[ABOUT THIS EXERCISE]:
For the records below, say how many lines contain the string "pool". Give the number only.

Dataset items
● ● ●
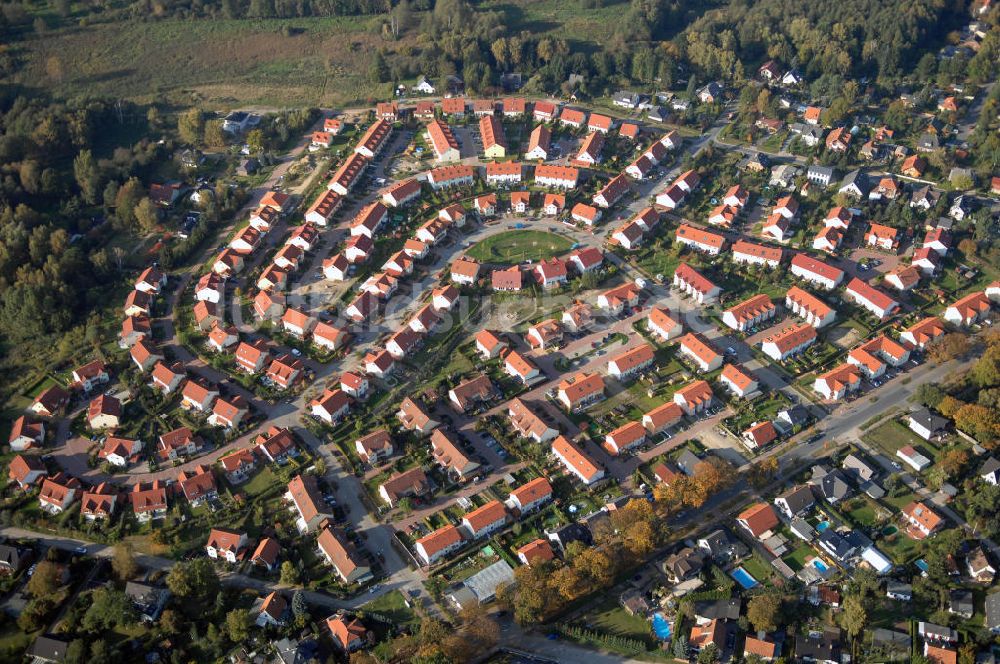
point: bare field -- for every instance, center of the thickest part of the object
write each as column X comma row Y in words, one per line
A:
column 214, row 63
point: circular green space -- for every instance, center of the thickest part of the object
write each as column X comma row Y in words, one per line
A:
column 518, row 246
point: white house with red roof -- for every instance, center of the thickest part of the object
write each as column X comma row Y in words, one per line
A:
column 875, row 301
column 816, row 271
column 693, row 283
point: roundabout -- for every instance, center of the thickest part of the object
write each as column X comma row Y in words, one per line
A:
column 517, row 246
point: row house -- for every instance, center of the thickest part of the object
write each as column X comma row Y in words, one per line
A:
column 617, row 299
column 348, row 174
column 375, row 138
column 816, row 271
column 872, row 356
column 580, row 391
column 662, row 418
column 838, row 382
column 828, row 240
column 443, row 141
column 332, row 406
column 577, row 461
column 590, row 150
column 749, row 313
column 369, row 219
column 756, row 254
column 485, row 520
column 693, row 283
column 528, row 423
column 698, row 349
column 738, row 380
column 445, row 177
column 809, row 307
column 374, row 447
column 700, row 239
column 586, row 214
column 612, row 192
column 323, row 208
column 789, row 341
column 559, row 177
column 450, row 457
column 539, row 143
column 969, row 309
column 694, row 398
column 624, row 438
column 631, row 362
column 875, row 301
column 401, row 193
column 903, row 278
column 503, row 173
column 664, row 324
column 923, row 332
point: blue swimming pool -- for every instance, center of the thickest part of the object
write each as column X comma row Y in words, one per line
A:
column 743, row 578
column 661, row 626
column 822, row 567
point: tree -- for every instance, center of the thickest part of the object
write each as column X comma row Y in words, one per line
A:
column 170, row 622
column 289, row 574
column 147, row 215
column 379, row 70
column 929, row 394
column 948, row 347
column 299, row 609
column 123, row 562
column 238, row 625
column 680, row 647
column 763, row 611
column 953, row 462
column 949, row 405
column 195, row 580
column 76, row 652
column 255, row 141
column 986, row 371
column 109, row 608
column 190, row 126
column 854, row 616
column 709, row 654
column 87, row 176
column 45, row 581
column 978, row 421
column 214, row 136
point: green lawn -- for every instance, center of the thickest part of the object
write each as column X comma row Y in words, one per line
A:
column 610, row 617
column 862, row 512
column 796, row 558
column 393, row 606
column 517, row 246
column 892, row 435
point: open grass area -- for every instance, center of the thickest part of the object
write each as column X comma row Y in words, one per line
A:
column 317, row 60
column 610, row 617
column 892, row 435
column 393, row 606
column 517, row 246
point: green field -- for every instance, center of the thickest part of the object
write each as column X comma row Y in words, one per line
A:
column 517, row 246
column 220, row 63
column 277, row 63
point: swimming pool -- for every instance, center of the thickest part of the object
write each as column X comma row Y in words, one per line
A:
column 661, row 626
column 820, row 566
column 744, row 579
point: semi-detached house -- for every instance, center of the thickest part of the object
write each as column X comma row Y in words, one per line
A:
column 576, row 461
column 789, row 341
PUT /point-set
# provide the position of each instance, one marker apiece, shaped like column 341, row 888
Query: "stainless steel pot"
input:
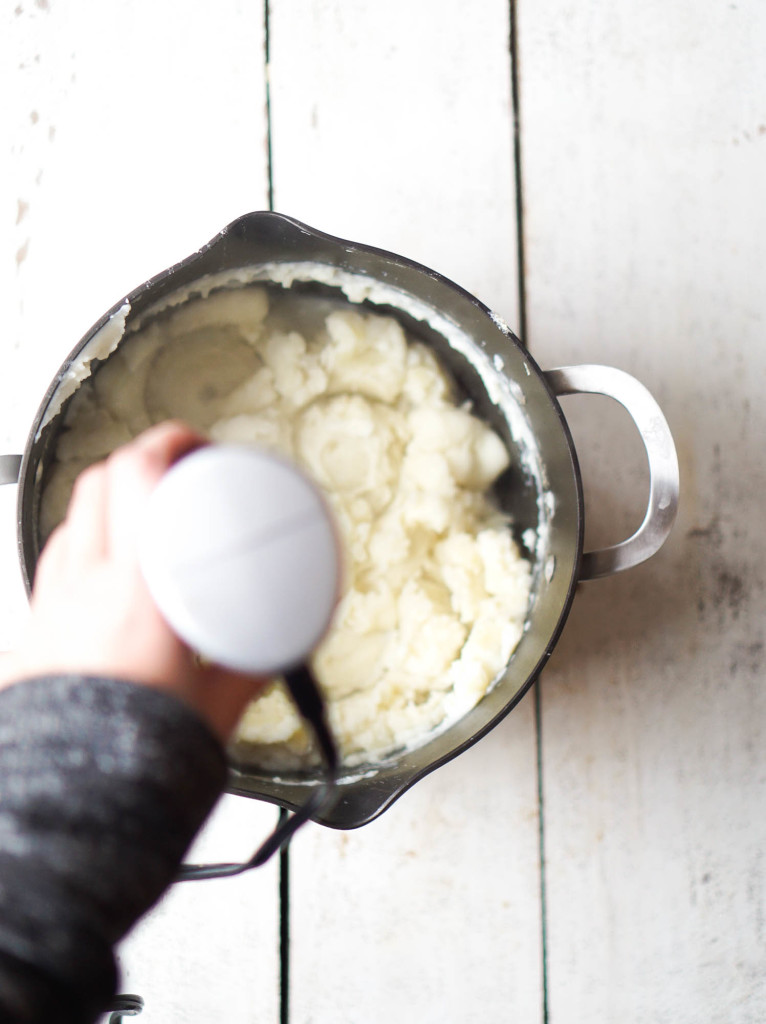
column 542, row 491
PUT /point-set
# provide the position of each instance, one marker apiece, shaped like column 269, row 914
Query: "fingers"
column 134, row 471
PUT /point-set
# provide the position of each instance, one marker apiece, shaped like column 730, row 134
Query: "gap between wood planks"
column 284, row 890
column 523, row 334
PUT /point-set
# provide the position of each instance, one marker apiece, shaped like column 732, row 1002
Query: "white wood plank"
column 391, row 125
column 644, row 158
column 209, row 950
column 132, row 133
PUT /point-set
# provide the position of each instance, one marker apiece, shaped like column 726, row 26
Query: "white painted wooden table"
column 601, row 856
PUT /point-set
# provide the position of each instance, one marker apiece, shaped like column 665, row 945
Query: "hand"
column 91, row 612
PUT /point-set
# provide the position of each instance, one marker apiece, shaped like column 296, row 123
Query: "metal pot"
column 542, row 491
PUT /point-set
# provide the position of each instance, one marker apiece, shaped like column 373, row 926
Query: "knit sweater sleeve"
column 103, row 784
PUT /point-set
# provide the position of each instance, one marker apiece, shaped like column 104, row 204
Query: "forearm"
column 102, row 786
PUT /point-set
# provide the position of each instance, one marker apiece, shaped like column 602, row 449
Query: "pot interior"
column 540, row 491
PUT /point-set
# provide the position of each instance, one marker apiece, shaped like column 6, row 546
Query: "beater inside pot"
column 161, row 351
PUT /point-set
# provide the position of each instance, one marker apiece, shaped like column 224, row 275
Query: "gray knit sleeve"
column 103, row 783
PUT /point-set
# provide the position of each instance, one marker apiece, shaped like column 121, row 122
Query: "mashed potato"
column 435, row 593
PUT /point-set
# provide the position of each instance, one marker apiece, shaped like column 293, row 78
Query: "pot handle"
column 9, row 468
column 661, row 451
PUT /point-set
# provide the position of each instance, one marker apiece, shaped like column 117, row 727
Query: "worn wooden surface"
column 131, row 133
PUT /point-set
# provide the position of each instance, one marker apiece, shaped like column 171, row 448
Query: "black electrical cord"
column 308, row 700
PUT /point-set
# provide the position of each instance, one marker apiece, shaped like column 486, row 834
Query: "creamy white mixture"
column 435, row 592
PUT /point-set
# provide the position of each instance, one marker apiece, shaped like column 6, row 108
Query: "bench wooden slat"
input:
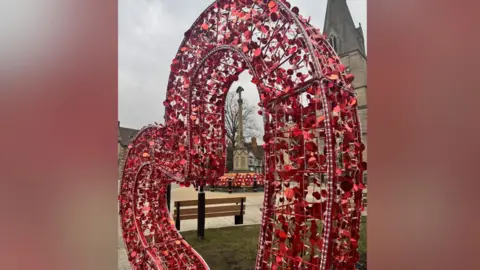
column 216, row 209
column 211, row 201
column 209, row 215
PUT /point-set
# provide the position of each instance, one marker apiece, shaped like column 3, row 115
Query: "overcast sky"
column 149, row 34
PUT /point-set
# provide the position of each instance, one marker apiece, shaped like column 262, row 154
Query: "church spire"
column 340, row 28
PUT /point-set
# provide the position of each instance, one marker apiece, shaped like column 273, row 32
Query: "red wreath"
column 299, row 77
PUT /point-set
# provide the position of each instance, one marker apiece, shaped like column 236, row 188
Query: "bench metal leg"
column 239, row 218
column 201, row 214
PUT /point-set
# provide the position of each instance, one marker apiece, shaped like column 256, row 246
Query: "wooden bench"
column 185, row 210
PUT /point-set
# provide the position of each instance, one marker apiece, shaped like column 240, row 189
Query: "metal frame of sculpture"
column 313, row 150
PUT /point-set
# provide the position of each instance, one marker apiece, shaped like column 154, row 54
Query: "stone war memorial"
column 314, row 169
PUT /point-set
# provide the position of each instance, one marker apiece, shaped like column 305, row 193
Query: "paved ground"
column 252, row 215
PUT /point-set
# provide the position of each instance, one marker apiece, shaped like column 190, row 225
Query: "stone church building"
column 125, row 136
column 348, row 41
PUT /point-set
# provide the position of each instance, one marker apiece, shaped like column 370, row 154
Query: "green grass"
column 235, row 248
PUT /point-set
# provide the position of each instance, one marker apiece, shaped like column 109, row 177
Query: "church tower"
column 349, row 44
column 240, row 153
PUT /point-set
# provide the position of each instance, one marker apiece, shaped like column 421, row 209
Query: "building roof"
column 125, row 135
column 339, row 22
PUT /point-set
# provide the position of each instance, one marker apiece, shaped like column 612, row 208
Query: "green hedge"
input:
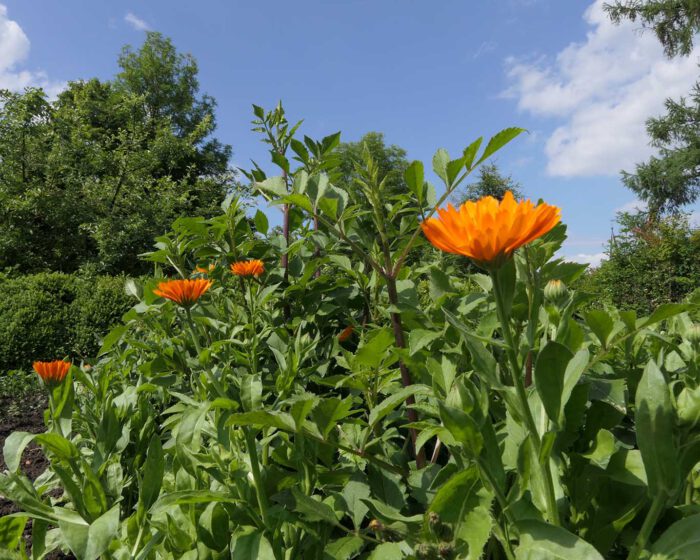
column 48, row 316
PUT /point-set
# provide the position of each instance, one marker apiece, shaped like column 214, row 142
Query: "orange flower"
column 346, row 333
column 488, row 231
column 52, row 373
column 248, row 268
column 183, row 292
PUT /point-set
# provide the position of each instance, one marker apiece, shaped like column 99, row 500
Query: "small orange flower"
column 183, row 292
column 248, row 268
column 346, row 333
column 488, row 231
column 52, row 373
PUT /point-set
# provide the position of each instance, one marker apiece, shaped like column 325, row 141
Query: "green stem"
column 257, row 478
column 657, row 506
column 516, row 375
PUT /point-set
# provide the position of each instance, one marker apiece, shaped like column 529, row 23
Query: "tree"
column 649, row 263
column 675, row 22
column 491, row 182
column 671, row 180
column 92, row 177
column 390, row 160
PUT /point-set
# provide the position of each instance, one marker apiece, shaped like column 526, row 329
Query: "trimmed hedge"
column 48, row 316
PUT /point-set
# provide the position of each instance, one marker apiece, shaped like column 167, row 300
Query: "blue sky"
column 427, row 74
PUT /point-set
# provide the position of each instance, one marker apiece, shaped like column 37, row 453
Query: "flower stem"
column 657, row 506
column 516, row 375
column 257, row 478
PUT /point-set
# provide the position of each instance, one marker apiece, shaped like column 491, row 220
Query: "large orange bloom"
column 488, row 231
column 52, row 373
column 248, row 268
column 183, row 292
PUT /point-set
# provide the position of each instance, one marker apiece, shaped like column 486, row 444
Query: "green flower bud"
column 693, row 335
column 556, row 293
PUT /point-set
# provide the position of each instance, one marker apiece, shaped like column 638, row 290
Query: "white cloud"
column 14, row 49
column 593, row 259
column 633, row 207
column 136, row 22
column 601, row 91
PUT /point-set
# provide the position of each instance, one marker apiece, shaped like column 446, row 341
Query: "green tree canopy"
column 675, row 22
column 491, row 182
column 91, row 177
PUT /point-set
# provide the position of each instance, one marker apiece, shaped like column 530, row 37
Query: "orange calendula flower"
column 488, row 231
column 346, row 333
column 52, row 373
column 183, row 292
column 248, row 268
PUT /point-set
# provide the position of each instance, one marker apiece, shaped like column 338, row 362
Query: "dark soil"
column 25, row 414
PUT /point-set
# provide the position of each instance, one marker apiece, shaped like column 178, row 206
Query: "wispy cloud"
column 485, row 47
column 601, row 91
column 14, row 49
column 136, row 22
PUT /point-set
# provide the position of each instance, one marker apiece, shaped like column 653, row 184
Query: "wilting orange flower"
column 183, row 292
column 346, row 333
column 488, row 231
column 207, row 270
column 248, row 268
column 52, row 373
● ● ●
[ANSWER TO THIS EXERCISE]:
2